## Task brief
Echo the lines below verbatim, starting at the line that contains "Give a dot for each instance of the bottle" and stopping after the line that contains "<point>365,259</point>".

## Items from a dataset

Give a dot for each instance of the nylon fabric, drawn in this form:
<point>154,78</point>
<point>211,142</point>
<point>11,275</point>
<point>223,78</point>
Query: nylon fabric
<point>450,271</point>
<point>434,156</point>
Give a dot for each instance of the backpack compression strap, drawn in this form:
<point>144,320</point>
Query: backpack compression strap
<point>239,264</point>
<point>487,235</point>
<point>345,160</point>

--

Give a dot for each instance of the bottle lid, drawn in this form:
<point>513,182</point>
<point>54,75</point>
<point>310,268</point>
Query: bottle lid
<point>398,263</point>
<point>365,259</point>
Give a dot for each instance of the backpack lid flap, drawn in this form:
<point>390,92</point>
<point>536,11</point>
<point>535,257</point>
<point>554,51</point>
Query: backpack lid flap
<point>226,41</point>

## Exercise response
Give a dot for each instance of the bottle lid, drawn in this form:
<point>513,182</point>
<point>54,75</point>
<point>310,268</point>
Query: bottle lid
<point>398,263</point>
<point>365,259</point>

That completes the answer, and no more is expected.